### REQUIRED WORK
Render every line of the entries below as a Markdown table with the columns No. and Text, numbering the rows and skipping any blank lines. Leave the pictures out of the table.

### DATA EXTRACT
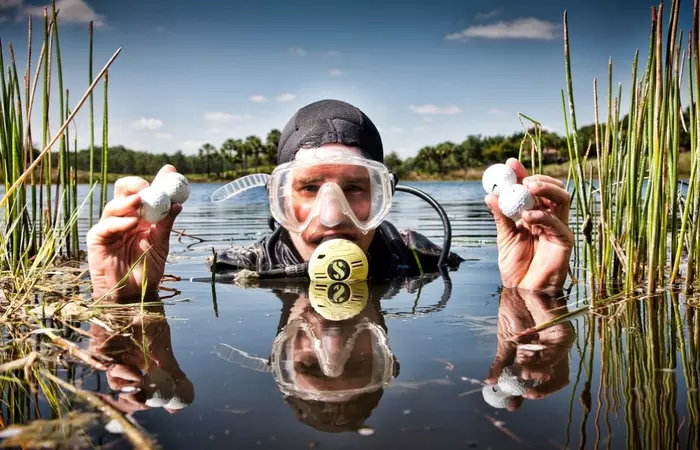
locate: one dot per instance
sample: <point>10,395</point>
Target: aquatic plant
<point>635,219</point>
<point>23,168</point>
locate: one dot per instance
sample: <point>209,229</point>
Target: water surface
<point>444,350</point>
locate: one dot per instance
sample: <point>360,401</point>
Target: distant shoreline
<point>472,174</point>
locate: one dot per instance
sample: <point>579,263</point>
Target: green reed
<point>25,229</point>
<point>92,124</point>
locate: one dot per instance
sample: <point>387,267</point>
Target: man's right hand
<point>121,237</point>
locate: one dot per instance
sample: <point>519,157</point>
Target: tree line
<point>236,156</point>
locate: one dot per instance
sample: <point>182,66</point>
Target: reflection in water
<point>143,372</point>
<point>331,358</point>
<point>536,365</point>
<point>622,376</point>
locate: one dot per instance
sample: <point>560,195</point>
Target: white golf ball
<point>494,396</point>
<point>514,200</point>
<point>155,204</point>
<point>175,185</point>
<point>497,177</point>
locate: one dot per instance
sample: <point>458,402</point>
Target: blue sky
<point>424,71</point>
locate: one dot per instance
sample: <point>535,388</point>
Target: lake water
<point>642,393</point>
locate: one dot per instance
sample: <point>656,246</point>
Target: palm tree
<point>253,146</point>
<point>207,149</point>
<point>228,150</point>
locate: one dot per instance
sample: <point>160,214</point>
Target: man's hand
<point>144,371</point>
<point>121,237</point>
<point>519,311</point>
<point>534,252</point>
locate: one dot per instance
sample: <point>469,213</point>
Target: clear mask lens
<point>330,191</point>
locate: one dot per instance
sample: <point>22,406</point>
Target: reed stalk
<point>105,146</point>
<point>63,146</point>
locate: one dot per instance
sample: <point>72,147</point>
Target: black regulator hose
<point>293,271</point>
<point>446,226</point>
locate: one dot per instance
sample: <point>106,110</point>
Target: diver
<point>143,372</point>
<point>537,362</point>
<point>331,184</point>
<point>331,357</point>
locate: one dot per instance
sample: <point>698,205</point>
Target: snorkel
<point>341,250</point>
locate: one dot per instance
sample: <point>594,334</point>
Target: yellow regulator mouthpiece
<point>339,300</point>
<point>338,260</point>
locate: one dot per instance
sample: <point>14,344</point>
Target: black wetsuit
<point>391,254</point>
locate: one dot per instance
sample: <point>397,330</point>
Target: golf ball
<point>496,177</point>
<point>155,204</point>
<point>514,200</point>
<point>175,185</point>
<point>495,397</point>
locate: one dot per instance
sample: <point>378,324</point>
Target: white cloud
<point>147,123</point>
<point>489,15</point>
<point>524,28</point>
<point>70,11</point>
<point>222,117</point>
<point>192,146</point>
<point>434,109</point>
<point>298,51</point>
<point>286,97</point>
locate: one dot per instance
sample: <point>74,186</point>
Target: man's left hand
<point>534,252</point>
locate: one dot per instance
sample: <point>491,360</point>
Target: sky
<point>424,71</point>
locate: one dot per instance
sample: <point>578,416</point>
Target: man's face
<point>353,181</point>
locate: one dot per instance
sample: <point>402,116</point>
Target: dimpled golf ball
<point>495,397</point>
<point>497,177</point>
<point>175,185</point>
<point>514,200</point>
<point>155,204</point>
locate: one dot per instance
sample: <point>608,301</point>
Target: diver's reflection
<point>144,372</point>
<point>534,366</point>
<point>331,357</point>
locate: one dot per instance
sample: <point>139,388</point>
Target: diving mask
<point>331,188</point>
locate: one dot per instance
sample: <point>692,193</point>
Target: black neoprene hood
<point>329,122</point>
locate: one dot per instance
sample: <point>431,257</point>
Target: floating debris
<point>448,365</point>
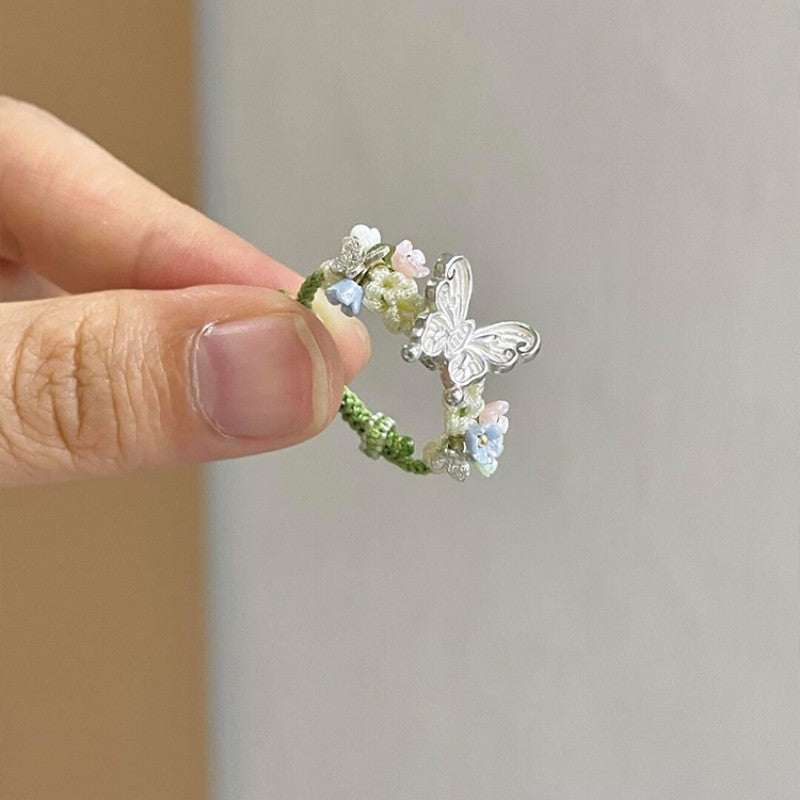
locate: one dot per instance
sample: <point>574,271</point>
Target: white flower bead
<point>367,237</point>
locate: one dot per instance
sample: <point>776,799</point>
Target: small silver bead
<point>454,396</point>
<point>410,352</point>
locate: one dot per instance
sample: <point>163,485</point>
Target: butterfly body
<point>443,338</point>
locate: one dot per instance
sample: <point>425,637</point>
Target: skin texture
<point>134,331</point>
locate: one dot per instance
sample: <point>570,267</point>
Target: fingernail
<point>264,377</point>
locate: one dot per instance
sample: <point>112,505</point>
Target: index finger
<point>86,221</point>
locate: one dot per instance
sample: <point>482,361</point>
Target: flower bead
<point>484,442</point>
<point>400,316</point>
<point>408,261</point>
<point>348,295</point>
<point>495,413</point>
<point>367,237</point>
<point>441,458</point>
<point>385,287</point>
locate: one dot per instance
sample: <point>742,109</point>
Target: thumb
<point>100,384</point>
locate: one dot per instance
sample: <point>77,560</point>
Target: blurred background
<point>614,614</point>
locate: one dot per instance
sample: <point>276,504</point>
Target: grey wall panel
<point>614,614</point>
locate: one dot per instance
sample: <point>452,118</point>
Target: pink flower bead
<point>495,413</point>
<point>408,261</point>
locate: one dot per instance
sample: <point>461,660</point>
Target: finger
<point>87,222</point>
<point>100,384</point>
<point>20,283</point>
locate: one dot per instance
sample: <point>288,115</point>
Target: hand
<point>174,344</point>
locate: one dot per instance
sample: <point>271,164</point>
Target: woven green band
<point>383,439</point>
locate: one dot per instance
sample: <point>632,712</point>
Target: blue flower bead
<point>484,442</point>
<point>347,294</point>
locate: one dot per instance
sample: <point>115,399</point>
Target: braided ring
<point>368,273</point>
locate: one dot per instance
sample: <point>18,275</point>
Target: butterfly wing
<point>500,346</point>
<point>450,290</point>
<point>448,294</point>
<point>467,367</point>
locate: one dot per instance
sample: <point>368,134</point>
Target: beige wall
<point>101,612</point>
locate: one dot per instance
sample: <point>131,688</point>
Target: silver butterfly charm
<point>444,339</point>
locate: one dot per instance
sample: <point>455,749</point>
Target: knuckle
<point>84,389</point>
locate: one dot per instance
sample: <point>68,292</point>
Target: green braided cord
<point>397,449</point>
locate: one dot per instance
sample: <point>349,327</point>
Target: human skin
<point>134,331</point>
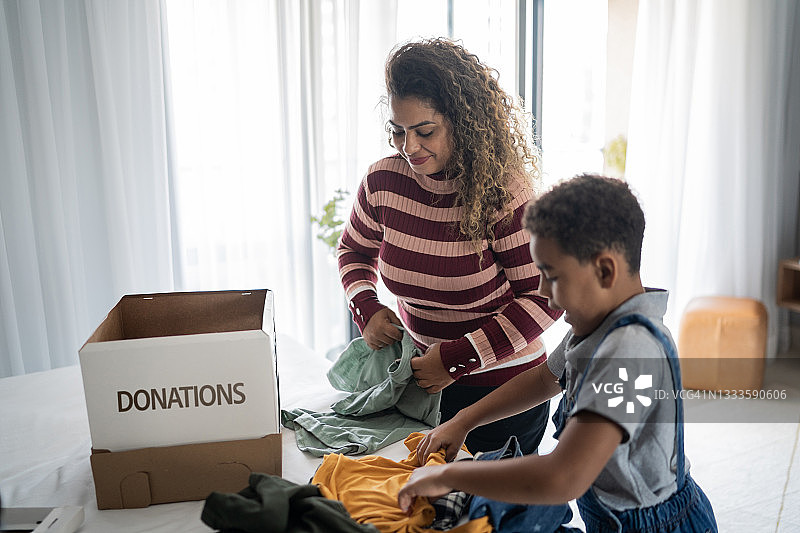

### REPLY
| No. | Text |
|---|---|
| 1 | locate: one dot per instance |
| 2 | sample: <point>10,395</point> |
| 3 | Target: aquatic plant |
| 4 | <point>635,219</point> |
| 5 | <point>23,168</point> |
| 6 | locate: one dot per instance |
| 7 | sample: <point>209,229</point> |
| 8 | Target: water surface |
| 9 | <point>444,350</point> |
| 10 | locate: one dot per instance |
| 11 | sample: <point>360,401</point> |
| 12 | Target: distant shoreline |
| 13 | <point>472,174</point> |
| 14 | locate: one dot per instance |
| 15 | sample: <point>579,263</point> |
| 16 | Target: green reed |
| 17 | <point>25,229</point> |
| 18 | <point>92,124</point> |
| 19 | locate: one dot per instance |
| 20 | sample: <point>387,267</point> |
| 21 | Target: man's right hand |
| 22 | <point>121,237</point> |
| 23 | locate: one dot per instance |
| 24 | sample: <point>519,157</point> |
| 25 | Target: tree line |
| 26 | <point>236,156</point> |
| 27 | locate: one dot per instance |
| 28 | sample: <point>182,66</point> |
| 29 | Target: reflection in water |
| 30 | <point>143,372</point> |
| 31 | <point>331,358</point> |
| 32 | <point>536,365</point> |
| 33 | <point>622,376</point> |
| 34 | locate: one dot per instance |
| 35 | sample: <point>560,195</point> |
| 36 | Target: white golf ball |
| 37 | <point>494,396</point> |
| 38 | <point>514,200</point> |
| 39 | <point>155,204</point> |
| 40 | <point>175,185</point> |
| 41 | <point>497,177</point> |
| 42 | locate: one dot per instance |
| 43 | sample: <point>458,402</point> |
| 44 | Target: blue sky |
| 45 | <point>424,71</point> |
| 46 | locate: one dot per instance |
| 47 | sample: <point>535,388</point> |
| 48 | Target: lake water |
| 49 | <point>642,393</point> |
| 50 | locate: one dot per instance |
| 51 | sample: <point>656,246</point> |
| 52 | Target: palm tree |
| 53 | <point>253,146</point> |
| 54 | <point>207,149</point> |
| 55 | <point>228,150</point> |
| 56 | locate: one dot per instance |
| 57 | sample: <point>160,214</point> |
| 58 | Target: man's hand |
| 59 | <point>144,371</point> |
| 60 | <point>121,237</point> |
| 61 | <point>519,311</point> |
| 62 | <point>534,252</point> |
| 63 | locate: one dot per instance |
| 64 | sample: <point>469,213</point> |
| 65 | Target: clear mask lens |
| 66 | <point>330,191</point> |
| 67 | locate: one dot per instance |
| 68 | sample: <point>22,406</point> |
| 69 | Target: reed stalk |
| 70 | <point>105,146</point> |
| 71 | <point>63,146</point> |
| 72 | locate: one dot per instance |
| 73 | sample: <point>72,147</point> |
| 74 | Target: black regulator hose |
| 75 | <point>293,271</point> |
| 76 | <point>446,226</point> |
| 77 | locate: one dot per instance |
| 78 | sample: <point>106,110</point> |
| 79 | Target: diver |
| 80 | <point>143,372</point> |
| 81 | <point>537,362</point> |
| 82 | <point>331,184</point> |
| 83 | <point>331,357</point> |
| 84 | locate: one dot per instance |
| 85 | sample: <point>698,205</point> |
| 86 | Target: snorkel |
| 87 | <point>341,250</point> |
| 88 | locate: one dot per instance |
| 89 | sample: <point>594,334</point> |
| 90 | Target: yellow regulator mouthpiece |
| 91 | <point>339,300</point> |
| 92 | <point>338,260</point> |
| 93 | locate: one dot per instance |
| 94 | sample: <point>14,344</point> |
| 95 | Target: black wetsuit |
| 96 | <point>391,254</point> |
| 97 | locate: one dot per instance |
| 98 | sample: <point>397,330</point> |
| 99 | Target: golf ball |
| 100 | <point>496,177</point> |
| 101 | <point>155,204</point> |
| 102 | <point>514,200</point> |
| 103 | <point>175,185</point> |
| 104 | <point>495,397</point> |
| 105 | locate: one dot per instance |
| 106 | sample: <point>378,324</point> |
| 107 | Target: white cloud |
| 108 | <point>147,123</point> |
| 109 | <point>489,15</point> |
| 110 | <point>524,28</point> |
| 111 | <point>70,11</point> |
| 112 | <point>222,117</point> |
| 113 | <point>192,146</point> |
| 114 | <point>434,109</point> |
| 115 | <point>298,51</point> |
| 116 | <point>286,97</point> |
| 117 | locate: one dot per instance |
| 118 | sample: <point>74,186</point> |
| 119 | Target: man's left hand |
| 120 | <point>534,252</point> |
| 121 | locate: one dot per instance |
| 122 | sample: <point>491,360</point> |
| 123 | Target: sky |
| 124 | <point>424,71</point> |
| 125 | locate: one dot per instance |
| 126 | sample: <point>578,416</point> |
| 127 | Target: man's face |
| 128 | <point>353,181</point> |
| 129 | locate: one dot per instance |
| 130 | sample: <point>402,116</point> |
| 131 | Target: dimpled golf ball |
| 132 | <point>495,397</point> |
| 133 | <point>497,177</point> |
| 134 | <point>175,185</point> |
| 135 | <point>514,200</point> |
| 136 | <point>155,204</point> |
| 137 | locate: one dot per instance |
| 138 | sample: <point>608,301</point> |
| 139 | Target: diver's reflection |
| 140 | <point>144,372</point> |
| 141 | <point>534,366</point> |
| 142 | <point>331,357</point> |
| 143 | locate: one dot per instance |
| 144 | sample: <point>139,388</point> |
| 145 | Target: diving mask |
| 146 | <point>331,188</point> |
| 147 | locate: one dot per instance |
| 148 | sample: <point>692,193</point> |
| 149 | Target: black neoprene hood |
| 150 | <point>329,122</point> |
| 151 | locate: one dot per instance |
| 152 | sample: <point>431,257</point> |
| 153 | Target: floating debris |
| 154 | <point>448,365</point> |
| 155 | locate: one dot per instance |
| 156 | sample: <point>574,271</point> |
| 157 | Target: white flower bead |
| 158 | <point>367,237</point> |
| 159 | locate: one dot per instance |
| 160 | sample: <point>776,799</point> |
| 161 | Target: small silver bead |
| 162 | <point>454,396</point> |
| 163 | <point>410,352</point> |
| 164 | locate: one dot per instance |
| 165 | sample: <point>163,485</point> |
| 166 | Target: butterfly body |
| 167 | <point>443,338</point> |
| 168 | locate: one dot per instance |
| 169 | sample: <point>425,637</point> |
| 170 | Target: skin texture |
| 171 | <point>134,331</point> |
| 172 | locate: one dot per instance |
| 173 | sample: <point>570,267</point> |
| 174 | Target: fingernail |
| 175 | <point>264,377</point> |
| 176 | locate: one dot per instance |
| 177 | sample: <point>112,505</point> |
| 178 | Target: index finger |
| 179 | <point>86,221</point> |
| 180 | locate: one dot per instance |
| 181 | sample: <point>482,361</point> |
| 182 | Target: flower bead |
| 183 | <point>484,442</point> |
| 184 | <point>400,316</point> |
| 185 | <point>408,261</point> |
| 186 | <point>348,295</point> |
| 187 | <point>495,413</point> |
| 188 | <point>367,237</point> |
| 189 | <point>441,458</point> |
| 190 | <point>385,287</point> |
| 191 | locate: one dot per instance |
| 192 | sample: <point>742,109</point> |
| 193 | Target: thumb |
| 194 | <point>100,384</point> |
| 195 | locate: one dot per instance |
| 196 | sample: <point>77,560</point> |
| 197 | Target: blurred background |
| 198 | <point>614,614</point> |
| 199 | locate: one dot per instance |
| 200 | sample: <point>276,504</point> |
| 201 | Target: grey wall panel |
| 202 | <point>614,614</point> |
| 203 | locate: one dot per instance |
| 204 | sample: <point>452,118</point> |
| 205 | Target: pink flower bead |
| 206 | <point>495,413</point> |
| 207 | <point>408,261</point> |
| 208 | locate: one dot per instance |
| 209 | sample: <point>461,660</point> |
| 210 | Target: finger |
| 211 | <point>87,222</point> |
| 212 | <point>100,384</point> |
| 213 | <point>20,283</point> |
| 214 | locate: one dot per instance |
| 215 | sample: <point>288,115</point> |
| 216 | Target: hand |
| 217 | <point>174,344</point> |
| 218 | locate: one dot per instance |
| 219 | sample: <point>271,164</point> |
| 220 | Target: woven green band |
| 221 | <point>383,439</point> |
| 222 | locate: one dot per instance |
| 223 | sample: <point>632,712</point> |
| 224 | Target: blue flower bead |
| 225 | <point>484,442</point> |
| 226 | <point>347,294</point> |
| 227 | locate: one dot per instance |
| 228 | sample: <point>115,399</point> |
| 229 | Target: braided ring |
| 230 | <point>368,273</point> |
| 231 | locate: one dot per instance |
| 232 | sample: <point>18,275</point> |
| 233 | Target: butterfly wing |
| 234 | <point>500,346</point> |
| 235 | <point>450,290</point> |
| 236 | <point>448,294</point> |
| 237 | <point>467,367</point> |
| 238 | locate: one dot per instance |
| 239 | sample: <point>368,134</point> |
| 240 | Target: beige wall |
| 241 | <point>101,612</point> |
| 242 | locate: one dot per instance |
| 243 | sample: <point>131,688</point> |
| 244 | Target: silver butterfly charm |
| 245 | <point>444,339</point> |
| 246 | locate: one dot per instance |
| 247 | sample: <point>455,749</point> |
| 248 | Target: knuckle |
| 249 | <point>84,389</point> |
| 250 | locate: one dot per instance |
| 251 | sample: <point>68,292</point> |
| 252 | Target: green braided cord |
| 253 | <point>397,449</point> |
| 254 | locate: one dot per instance |
| 255 | sample: <point>349,327</point> |
| 256 | Target: human skin |
| 257 | <point>134,331</point> |